= THE DATA =

------------------------------------

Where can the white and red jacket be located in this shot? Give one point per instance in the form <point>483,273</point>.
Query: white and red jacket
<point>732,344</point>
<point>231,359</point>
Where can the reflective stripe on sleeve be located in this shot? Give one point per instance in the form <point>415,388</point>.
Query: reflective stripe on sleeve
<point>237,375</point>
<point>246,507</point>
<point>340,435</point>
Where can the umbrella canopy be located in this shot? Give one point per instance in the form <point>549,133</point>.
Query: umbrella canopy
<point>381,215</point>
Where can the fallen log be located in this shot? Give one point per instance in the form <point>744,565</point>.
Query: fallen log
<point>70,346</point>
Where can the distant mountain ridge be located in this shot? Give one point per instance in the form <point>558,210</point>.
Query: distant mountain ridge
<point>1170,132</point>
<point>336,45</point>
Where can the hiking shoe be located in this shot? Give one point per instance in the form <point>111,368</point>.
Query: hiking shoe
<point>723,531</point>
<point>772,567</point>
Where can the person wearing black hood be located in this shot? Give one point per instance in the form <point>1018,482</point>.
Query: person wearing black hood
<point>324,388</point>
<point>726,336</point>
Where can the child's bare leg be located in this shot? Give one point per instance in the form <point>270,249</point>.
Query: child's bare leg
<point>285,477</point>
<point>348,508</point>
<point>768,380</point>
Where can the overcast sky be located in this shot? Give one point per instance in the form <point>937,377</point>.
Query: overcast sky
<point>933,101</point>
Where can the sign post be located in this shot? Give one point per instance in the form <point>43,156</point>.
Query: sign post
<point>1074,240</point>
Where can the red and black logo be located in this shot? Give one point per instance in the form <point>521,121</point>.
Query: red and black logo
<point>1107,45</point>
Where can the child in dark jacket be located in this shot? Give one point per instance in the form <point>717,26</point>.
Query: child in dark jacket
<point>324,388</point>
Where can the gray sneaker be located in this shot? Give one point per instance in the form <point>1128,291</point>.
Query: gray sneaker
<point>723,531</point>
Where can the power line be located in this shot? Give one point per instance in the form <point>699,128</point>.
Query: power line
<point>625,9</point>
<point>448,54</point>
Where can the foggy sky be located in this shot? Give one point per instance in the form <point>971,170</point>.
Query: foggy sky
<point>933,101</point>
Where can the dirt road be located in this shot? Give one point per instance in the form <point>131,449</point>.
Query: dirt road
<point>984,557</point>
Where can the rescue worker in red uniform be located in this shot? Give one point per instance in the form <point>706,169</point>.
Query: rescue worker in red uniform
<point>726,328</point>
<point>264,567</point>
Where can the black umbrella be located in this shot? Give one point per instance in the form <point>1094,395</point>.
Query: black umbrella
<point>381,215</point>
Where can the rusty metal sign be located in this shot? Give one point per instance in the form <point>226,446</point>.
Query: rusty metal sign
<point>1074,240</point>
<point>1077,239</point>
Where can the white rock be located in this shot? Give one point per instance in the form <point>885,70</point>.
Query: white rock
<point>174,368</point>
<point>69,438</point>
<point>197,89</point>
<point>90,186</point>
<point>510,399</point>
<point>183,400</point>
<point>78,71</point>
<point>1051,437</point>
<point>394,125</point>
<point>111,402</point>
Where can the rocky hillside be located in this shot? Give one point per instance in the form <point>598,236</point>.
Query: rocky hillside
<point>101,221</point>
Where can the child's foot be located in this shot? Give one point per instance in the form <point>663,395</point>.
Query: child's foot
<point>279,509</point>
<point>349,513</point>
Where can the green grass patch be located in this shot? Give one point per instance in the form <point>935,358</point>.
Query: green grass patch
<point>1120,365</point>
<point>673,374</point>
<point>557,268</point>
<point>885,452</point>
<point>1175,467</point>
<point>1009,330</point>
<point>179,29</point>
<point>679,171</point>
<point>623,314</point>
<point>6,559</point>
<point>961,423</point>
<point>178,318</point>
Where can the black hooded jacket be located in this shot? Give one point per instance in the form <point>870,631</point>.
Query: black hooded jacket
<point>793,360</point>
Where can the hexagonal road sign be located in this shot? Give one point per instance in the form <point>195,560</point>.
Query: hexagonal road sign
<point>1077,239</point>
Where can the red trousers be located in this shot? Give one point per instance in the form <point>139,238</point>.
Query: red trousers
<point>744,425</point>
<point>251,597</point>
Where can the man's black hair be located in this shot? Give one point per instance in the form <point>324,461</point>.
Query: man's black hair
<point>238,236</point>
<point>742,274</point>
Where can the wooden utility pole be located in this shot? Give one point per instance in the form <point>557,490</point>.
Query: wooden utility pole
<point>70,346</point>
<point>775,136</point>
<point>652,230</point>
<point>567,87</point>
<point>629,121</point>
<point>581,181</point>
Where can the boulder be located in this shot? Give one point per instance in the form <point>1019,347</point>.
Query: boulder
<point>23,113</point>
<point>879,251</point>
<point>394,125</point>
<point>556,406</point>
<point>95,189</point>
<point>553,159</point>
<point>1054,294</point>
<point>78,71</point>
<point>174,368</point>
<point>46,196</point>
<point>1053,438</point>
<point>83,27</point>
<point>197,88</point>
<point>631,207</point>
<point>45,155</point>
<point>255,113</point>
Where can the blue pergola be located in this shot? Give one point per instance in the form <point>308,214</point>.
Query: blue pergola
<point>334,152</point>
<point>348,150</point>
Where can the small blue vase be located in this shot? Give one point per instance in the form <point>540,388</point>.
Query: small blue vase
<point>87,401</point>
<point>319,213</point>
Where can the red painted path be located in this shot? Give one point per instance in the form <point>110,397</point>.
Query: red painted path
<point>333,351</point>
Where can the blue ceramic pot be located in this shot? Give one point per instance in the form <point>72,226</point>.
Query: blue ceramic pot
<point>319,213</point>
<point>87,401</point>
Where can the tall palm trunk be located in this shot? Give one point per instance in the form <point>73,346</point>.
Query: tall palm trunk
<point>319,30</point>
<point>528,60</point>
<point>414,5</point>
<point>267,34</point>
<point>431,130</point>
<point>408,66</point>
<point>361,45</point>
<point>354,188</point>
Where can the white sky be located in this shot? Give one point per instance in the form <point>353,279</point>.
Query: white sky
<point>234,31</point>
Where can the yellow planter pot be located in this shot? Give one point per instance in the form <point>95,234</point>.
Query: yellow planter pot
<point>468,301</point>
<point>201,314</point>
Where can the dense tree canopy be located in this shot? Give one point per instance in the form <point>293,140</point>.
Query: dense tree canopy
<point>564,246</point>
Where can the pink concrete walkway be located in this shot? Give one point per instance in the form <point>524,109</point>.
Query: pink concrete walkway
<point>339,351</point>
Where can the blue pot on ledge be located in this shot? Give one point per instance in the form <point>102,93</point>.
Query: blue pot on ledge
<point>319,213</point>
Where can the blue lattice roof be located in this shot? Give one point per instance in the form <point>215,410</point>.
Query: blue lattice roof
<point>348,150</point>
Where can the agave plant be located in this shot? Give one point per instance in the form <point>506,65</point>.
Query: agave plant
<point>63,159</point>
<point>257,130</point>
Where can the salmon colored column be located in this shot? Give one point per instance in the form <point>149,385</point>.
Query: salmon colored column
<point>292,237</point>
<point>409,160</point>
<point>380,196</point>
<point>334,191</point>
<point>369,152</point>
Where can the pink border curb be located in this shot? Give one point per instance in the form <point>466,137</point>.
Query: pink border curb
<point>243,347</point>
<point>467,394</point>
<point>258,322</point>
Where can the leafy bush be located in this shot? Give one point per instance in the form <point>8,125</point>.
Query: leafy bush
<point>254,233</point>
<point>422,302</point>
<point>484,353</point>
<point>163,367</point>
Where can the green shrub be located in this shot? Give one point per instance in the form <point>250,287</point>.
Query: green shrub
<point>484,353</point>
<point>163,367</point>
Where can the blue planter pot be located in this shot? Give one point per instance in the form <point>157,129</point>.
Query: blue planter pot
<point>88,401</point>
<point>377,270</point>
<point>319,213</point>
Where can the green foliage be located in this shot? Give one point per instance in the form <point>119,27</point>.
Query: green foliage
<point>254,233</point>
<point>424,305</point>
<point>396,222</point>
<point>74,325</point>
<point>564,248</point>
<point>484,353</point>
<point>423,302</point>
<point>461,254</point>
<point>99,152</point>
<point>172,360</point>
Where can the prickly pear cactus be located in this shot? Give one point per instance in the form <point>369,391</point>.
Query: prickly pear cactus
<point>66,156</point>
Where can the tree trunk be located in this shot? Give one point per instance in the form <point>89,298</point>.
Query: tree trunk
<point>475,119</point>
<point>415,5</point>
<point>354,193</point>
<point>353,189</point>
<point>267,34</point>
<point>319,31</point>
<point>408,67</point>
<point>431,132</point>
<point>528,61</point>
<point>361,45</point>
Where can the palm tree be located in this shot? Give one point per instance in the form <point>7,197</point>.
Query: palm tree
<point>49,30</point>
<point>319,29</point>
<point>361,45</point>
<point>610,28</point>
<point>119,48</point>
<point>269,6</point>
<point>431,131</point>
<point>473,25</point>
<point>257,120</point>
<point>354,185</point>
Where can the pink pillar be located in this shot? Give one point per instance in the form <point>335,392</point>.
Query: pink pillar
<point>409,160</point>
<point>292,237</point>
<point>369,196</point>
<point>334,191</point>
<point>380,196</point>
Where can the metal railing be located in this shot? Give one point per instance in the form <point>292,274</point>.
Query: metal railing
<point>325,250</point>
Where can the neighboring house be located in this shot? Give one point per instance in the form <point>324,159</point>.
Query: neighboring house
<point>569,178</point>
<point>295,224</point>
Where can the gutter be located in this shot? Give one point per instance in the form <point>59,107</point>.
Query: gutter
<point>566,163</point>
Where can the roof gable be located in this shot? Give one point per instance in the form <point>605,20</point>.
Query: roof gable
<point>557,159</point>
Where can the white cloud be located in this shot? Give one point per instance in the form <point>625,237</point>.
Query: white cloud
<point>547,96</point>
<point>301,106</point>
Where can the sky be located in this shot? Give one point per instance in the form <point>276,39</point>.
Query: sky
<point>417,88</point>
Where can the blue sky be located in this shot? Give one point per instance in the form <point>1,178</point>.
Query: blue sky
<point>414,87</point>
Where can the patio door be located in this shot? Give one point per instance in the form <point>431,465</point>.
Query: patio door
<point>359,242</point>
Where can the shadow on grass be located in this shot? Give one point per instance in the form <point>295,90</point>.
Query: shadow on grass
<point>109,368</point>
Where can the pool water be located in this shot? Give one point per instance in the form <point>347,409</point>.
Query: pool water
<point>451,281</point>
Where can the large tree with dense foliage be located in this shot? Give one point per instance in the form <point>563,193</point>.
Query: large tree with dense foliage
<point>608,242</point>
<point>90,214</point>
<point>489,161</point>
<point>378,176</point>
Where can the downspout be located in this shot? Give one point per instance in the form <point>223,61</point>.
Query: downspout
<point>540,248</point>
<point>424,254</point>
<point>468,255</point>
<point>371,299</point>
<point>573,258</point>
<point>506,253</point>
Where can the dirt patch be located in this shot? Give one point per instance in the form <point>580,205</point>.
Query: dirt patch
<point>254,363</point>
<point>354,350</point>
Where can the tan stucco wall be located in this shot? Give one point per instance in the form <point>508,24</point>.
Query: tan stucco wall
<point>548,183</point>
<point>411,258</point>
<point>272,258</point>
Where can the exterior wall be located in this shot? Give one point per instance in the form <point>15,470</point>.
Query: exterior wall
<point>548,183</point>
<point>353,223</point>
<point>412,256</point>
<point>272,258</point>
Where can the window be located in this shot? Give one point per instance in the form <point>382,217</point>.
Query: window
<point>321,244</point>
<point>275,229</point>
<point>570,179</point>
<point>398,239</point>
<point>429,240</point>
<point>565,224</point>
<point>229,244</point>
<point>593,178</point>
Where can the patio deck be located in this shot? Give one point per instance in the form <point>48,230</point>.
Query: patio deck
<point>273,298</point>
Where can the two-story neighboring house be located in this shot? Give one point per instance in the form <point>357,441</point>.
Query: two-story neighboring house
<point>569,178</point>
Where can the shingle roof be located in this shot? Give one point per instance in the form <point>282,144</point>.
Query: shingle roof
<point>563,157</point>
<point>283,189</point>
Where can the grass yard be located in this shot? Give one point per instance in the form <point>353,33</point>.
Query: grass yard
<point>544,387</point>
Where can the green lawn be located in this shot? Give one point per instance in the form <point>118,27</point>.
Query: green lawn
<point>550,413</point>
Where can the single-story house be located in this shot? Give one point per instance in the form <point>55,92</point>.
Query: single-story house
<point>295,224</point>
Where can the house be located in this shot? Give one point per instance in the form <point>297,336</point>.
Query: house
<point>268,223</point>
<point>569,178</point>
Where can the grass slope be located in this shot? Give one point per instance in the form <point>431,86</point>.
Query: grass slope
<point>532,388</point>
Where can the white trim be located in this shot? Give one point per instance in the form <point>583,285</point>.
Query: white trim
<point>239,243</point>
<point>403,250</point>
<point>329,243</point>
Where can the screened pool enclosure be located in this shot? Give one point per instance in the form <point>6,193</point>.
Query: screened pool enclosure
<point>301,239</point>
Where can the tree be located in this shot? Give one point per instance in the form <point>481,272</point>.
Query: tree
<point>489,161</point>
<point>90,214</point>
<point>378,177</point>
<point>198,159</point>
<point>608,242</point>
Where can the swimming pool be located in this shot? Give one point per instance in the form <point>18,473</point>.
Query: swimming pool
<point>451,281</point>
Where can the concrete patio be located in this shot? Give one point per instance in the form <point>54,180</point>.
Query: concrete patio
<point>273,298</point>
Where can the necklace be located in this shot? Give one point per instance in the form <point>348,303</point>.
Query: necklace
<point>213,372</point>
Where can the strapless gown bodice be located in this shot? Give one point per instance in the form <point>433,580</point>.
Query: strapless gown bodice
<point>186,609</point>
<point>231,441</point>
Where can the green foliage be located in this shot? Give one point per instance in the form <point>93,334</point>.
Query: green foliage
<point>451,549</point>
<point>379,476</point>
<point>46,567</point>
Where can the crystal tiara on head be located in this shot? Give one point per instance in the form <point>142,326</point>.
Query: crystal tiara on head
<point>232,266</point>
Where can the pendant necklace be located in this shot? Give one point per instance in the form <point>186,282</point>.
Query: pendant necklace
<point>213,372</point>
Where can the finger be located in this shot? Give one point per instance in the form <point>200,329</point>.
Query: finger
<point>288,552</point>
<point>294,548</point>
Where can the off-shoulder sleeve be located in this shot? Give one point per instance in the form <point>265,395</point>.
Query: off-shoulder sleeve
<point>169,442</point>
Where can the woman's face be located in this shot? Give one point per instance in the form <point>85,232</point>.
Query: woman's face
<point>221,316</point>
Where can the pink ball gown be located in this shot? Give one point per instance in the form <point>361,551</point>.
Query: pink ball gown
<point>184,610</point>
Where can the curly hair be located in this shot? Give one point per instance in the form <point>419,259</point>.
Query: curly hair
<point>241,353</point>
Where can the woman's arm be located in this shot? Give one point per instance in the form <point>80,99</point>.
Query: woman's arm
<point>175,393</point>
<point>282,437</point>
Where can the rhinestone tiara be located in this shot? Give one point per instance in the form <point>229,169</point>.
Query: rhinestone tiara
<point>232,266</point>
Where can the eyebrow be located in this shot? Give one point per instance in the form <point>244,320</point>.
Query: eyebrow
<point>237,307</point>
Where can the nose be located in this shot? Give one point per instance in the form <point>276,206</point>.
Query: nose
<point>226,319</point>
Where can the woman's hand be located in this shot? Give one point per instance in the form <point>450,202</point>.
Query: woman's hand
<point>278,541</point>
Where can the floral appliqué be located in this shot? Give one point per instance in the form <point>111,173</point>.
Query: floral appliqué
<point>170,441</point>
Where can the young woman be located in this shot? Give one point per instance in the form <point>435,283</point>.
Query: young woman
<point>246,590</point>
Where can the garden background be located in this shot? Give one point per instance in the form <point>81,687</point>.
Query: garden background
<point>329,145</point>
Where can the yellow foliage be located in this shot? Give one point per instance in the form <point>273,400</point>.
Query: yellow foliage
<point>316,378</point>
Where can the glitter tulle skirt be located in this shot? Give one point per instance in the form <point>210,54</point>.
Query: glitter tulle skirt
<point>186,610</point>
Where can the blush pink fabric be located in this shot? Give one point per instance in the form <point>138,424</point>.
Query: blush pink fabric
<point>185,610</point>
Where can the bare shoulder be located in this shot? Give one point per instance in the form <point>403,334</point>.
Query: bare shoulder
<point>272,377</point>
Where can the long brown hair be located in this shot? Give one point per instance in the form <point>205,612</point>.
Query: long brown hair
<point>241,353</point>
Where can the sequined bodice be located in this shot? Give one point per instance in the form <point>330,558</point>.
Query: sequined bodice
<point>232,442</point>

------------------------------------

= REQUIRED WORK =
All lines above from the one containing "Query: woman's face" to the one containing "Where can the woman's hand" must be repeated exactly, both lines included, and no others.

= EXERCISE ANSWER =
Query: woman's face
<point>221,316</point>
Where can the pink ball gown be located in this shot? Give one point per instance in the form <point>361,551</point>.
Query: pink ball gown
<point>184,610</point>
Where can the curly hair be located in this shot? Give one point per instance in the form <point>419,259</point>.
Query: curly hair
<point>241,353</point>
Where can the woman's arm be located in this shot? Give one point per instance in the form <point>80,99</point>.
Query: woman's arm
<point>175,393</point>
<point>282,437</point>
Where can the rhinestone tiara be located in this shot? Give one point per instance in the form <point>229,169</point>.
Query: rhinestone tiara
<point>232,266</point>
Where can the eyebrow be located in this shot? Give one point per instance in the form <point>244,320</point>.
Query: eyebrow
<point>237,307</point>
Where can the nose be located in this shot? Give one point per instance in the form <point>276,206</point>.
Query: nose
<point>226,319</point>
Where can the woman's hand be located in this shot? Give one point per instance in the form <point>450,202</point>.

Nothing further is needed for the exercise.